Exercise objective: Rewrite the entries below, replacing "mark the region of" with "outline" wherever it occurs and leaving everything else unchanged.

• • • • • • •

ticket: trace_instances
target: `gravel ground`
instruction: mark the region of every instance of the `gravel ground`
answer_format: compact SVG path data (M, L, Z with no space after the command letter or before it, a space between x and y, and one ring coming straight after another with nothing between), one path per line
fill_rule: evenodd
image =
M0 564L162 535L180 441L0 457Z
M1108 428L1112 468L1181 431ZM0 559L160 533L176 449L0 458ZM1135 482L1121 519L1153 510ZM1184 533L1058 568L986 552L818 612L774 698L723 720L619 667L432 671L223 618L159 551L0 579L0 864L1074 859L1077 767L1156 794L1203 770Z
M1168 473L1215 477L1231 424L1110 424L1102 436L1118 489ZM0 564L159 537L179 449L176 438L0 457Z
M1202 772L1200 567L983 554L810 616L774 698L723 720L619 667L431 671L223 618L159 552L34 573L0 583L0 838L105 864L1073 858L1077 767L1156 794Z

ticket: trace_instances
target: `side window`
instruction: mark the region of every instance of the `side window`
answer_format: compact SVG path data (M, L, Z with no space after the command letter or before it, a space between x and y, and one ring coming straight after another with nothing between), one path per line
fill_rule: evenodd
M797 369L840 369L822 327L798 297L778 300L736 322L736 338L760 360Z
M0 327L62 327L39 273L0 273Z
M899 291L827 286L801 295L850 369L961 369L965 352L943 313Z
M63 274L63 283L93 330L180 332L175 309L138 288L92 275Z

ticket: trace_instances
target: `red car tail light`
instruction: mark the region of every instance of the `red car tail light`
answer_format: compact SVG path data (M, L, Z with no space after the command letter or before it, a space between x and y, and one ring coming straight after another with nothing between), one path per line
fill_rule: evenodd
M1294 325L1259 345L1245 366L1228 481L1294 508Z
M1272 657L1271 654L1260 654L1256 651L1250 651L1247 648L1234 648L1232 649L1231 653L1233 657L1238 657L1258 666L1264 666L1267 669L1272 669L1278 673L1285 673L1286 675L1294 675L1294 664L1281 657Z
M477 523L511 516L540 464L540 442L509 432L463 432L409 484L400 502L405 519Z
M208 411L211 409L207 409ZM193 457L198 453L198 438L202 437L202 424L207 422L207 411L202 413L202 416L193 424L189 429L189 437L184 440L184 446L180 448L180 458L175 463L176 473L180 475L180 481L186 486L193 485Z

• • • • • • •

Answer to this problem:
ticket: trace_instances
target: `gravel ground`
instruction: outline every instance of the `gravel ground`
answer_format: compact SVG path data (M, L, Z with no space after the command letter or before it, a space between x and y, and one ring coming straight after another with nothing between), one path per line
fill_rule: evenodd
image =
M0 564L162 535L180 441L0 457Z
M1108 428L1112 468L1181 431ZM0 559L160 533L176 449L0 458ZM1135 482L1121 519L1153 510ZM1184 533L1058 568L986 552L818 612L774 698L723 720L619 667L432 671L223 618L159 551L0 579L0 864L1074 859L1077 767L1156 794L1203 770Z
M1168 473L1215 477L1231 424L1110 424L1102 436L1118 489ZM0 564L159 537L179 449L176 438L0 457Z
M1202 772L1200 567L983 554L810 616L774 698L723 720L619 667L431 671L223 618L159 552L34 573L0 583L0 838L105 864L1073 858L1077 767L1156 794Z

ticket: trace_instances
target: `side window`
instruction: outline every instance of the `side window`
answer_format: compact SVG path data (M, L, Z with no space after the command letter or before it, a space between x and y, and one ring coming straight after another with nothing between), one path per line
fill_rule: evenodd
M797 369L840 369L822 327L798 297L778 300L736 322L736 338L760 360Z
M0 327L62 327L39 273L0 273Z
M899 291L827 286L801 295L850 369L961 369L965 352L943 313Z
M63 274L63 283L93 330L180 332L175 309L138 288L92 275Z

ticket: trace_instances
target: `red car tail light`
instruction: outline every instance of the `red car tail light`
answer_format: compact SVG path data (M, L, Z with no space after the command letter or before it, a space between x and y, and one ring coming straight after another with nothing between), one path per line
fill_rule: evenodd
M1294 325L1259 345L1245 366L1228 481L1294 508Z
M1272 657L1271 654L1260 654L1256 651L1250 651L1247 648L1234 648L1232 649L1231 653L1233 657L1238 657L1258 666L1264 666L1267 669L1272 669L1278 673L1285 673L1286 675L1294 675L1294 664L1281 657Z
M477 523L511 516L540 464L540 442L509 432L463 432L409 484L400 502L405 519Z
M208 411L211 409L207 409ZM193 457L198 453L198 438L202 437L202 424L207 422L207 411L202 413L202 416L193 424L189 429L189 437L184 440L184 446L180 448L180 458L175 463L176 473L180 475L180 481L186 486L193 485Z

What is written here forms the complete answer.